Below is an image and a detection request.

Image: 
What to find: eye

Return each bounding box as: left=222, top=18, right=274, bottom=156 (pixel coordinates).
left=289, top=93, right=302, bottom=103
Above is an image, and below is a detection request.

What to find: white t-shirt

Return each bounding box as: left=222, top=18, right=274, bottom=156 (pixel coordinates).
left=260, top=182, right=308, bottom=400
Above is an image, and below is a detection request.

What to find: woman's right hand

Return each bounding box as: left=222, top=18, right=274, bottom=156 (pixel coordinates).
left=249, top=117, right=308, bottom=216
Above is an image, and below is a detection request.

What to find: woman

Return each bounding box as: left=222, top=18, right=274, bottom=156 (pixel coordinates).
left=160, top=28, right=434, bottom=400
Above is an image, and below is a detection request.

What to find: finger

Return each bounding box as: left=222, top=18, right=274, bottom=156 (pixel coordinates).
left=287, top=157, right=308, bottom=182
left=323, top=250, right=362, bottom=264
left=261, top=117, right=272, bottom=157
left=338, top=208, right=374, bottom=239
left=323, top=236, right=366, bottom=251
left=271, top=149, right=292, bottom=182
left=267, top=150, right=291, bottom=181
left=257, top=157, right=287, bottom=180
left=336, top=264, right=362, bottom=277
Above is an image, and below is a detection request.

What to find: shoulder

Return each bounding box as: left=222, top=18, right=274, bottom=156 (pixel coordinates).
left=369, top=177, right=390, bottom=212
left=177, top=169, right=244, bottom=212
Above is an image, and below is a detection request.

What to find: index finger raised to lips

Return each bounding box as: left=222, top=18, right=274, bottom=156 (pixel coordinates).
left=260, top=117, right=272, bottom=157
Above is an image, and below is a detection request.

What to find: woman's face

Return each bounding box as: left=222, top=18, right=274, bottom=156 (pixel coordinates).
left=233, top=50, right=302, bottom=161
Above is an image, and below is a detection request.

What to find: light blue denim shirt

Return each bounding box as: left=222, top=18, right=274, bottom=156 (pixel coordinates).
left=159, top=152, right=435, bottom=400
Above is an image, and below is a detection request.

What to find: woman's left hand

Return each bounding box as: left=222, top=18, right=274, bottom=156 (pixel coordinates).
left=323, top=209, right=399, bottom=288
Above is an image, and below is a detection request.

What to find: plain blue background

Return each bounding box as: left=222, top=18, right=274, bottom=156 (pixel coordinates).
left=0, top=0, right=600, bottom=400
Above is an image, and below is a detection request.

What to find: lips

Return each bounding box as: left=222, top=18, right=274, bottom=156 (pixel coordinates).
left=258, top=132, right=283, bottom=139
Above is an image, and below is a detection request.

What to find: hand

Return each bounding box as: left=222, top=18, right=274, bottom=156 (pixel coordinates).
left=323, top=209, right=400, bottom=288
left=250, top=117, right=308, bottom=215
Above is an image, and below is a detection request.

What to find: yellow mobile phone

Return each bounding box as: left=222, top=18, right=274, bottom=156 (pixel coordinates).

**Job:** Can you recast the lines from the start of the rows through the line containing "left=260, top=182, right=308, bottom=400", inclusive, as a Markdown table with the columns Number and Record line, leaving out blank lines?

**Correct answer:**
| Number | Record line |
|---|---|
| 1 | Below is an image and a detection request. |
| 2 | Image:  |
| 3 | What to find: eye |
| 4 | Return each bounding box as: left=222, top=18, right=274, bottom=156 (pixel coordinates). |
| 5 | left=289, top=93, right=302, bottom=103 |
| 6 | Above is an image, and below is a detection request. |
| 7 | What to find: white t-shirt |
| 8 | Return each bounding box as: left=222, top=18, right=274, bottom=156 (pixel coordinates). |
| 9 | left=260, top=182, right=308, bottom=400 |